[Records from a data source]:
----------
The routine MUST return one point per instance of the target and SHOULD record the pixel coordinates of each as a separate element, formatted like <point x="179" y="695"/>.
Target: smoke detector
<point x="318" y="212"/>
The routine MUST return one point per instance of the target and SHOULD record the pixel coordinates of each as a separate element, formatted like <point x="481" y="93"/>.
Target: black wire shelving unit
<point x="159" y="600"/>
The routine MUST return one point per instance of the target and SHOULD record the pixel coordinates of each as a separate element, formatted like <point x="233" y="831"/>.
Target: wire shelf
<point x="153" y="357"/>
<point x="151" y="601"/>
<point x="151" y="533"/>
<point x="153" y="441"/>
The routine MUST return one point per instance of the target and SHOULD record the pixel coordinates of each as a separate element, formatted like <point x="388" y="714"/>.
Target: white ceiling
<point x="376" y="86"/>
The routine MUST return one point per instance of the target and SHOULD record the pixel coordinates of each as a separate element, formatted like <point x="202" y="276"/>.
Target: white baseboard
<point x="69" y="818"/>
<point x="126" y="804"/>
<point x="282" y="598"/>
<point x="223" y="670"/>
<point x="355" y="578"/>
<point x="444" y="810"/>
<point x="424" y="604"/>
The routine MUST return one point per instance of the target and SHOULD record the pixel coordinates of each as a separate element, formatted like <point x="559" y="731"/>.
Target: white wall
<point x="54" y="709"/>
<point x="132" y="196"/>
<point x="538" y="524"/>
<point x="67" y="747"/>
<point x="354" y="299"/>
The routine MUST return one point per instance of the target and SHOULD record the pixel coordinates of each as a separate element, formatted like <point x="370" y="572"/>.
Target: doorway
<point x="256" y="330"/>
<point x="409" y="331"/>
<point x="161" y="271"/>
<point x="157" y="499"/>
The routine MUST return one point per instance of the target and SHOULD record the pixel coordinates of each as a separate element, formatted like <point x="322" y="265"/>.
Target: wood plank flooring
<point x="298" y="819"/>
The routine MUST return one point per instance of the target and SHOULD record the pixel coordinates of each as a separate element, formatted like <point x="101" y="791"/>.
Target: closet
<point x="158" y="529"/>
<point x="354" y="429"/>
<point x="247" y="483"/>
----------
[Task prompt]:
Return the lines above exactly, keeping every word.

[Complete output]:
The routine MUST return one point per instance of the target and SHOULD record the pixel coordinates of each as a separate element, formatted like <point x="179" y="695"/>.
Target: smoke detector
<point x="318" y="212"/>
The routine MUST return one point per instance of the target and SHOULD record the pixel coordinates of each as a separate element, formatted like <point x="481" y="93"/>.
Target: black wire shelving unit
<point x="159" y="600"/>
The routine MUST return one point per instance of the target and SHOULD record the pixel coordinates of each as a separate element, formatted like <point x="233" y="831"/>.
Target: wire shelf
<point x="153" y="357"/>
<point x="151" y="601"/>
<point x="151" y="533"/>
<point x="153" y="441"/>
The routine MUST return one point per instance of the target and SHOULD record the pixel coordinates of each as a separate element, formatted like <point x="388" y="714"/>.
Target: white ceiling
<point x="376" y="86"/>
The routine MUST return one point per instance of the target and SHOULD record the pixel coordinates of each as a separate element, formatted like <point x="202" y="276"/>.
Target: white baseboard
<point x="69" y="818"/>
<point x="126" y="804"/>
<point x="282" y="598"/>
<point x="223" y="670"/>
<point x="355" y="578"/>
<point x="444" y="810"/>
<point x="424" y="604"/>
The routine MUST return one point per instance of the target and SHOULD record the pixel coordinates of each as a separate element, formatted like <point x="559" y="731"/>.
Target: white wall
<point x="54" y="709"/>
<point x="132" y="196"/>
<point x="538" y="524"/>
<point x="67" y="747"/>
<point x="354" y="299"/>
The routine MUST return one point per instance of the target and SHOULD record the pixel coordinates of each as a separate element, formatted like <point x="370" y="572"/>.
Target: doorway
<point x="256" y="330"/>
<point x="409" y="331"/>
<point x="161" y="271"/>
<point x="157" y="499"/>
The routine MUST return one point per instance of the target and SHOULD record the pixel coordinates of each as a separate element, formatted like <point x="322" y="265"/>.
Target: wood plank flooring
<point x="298" y="819"/>
The routine MUST return one point per instance of the target and SHOULD record the pixel coordinates of each as a separate element, formatted like <point x="101" y="791"/>.
Target: closet
<point x="158" y="529"/>
<point x="354" y="429"/>
<point x="247" y="483"/>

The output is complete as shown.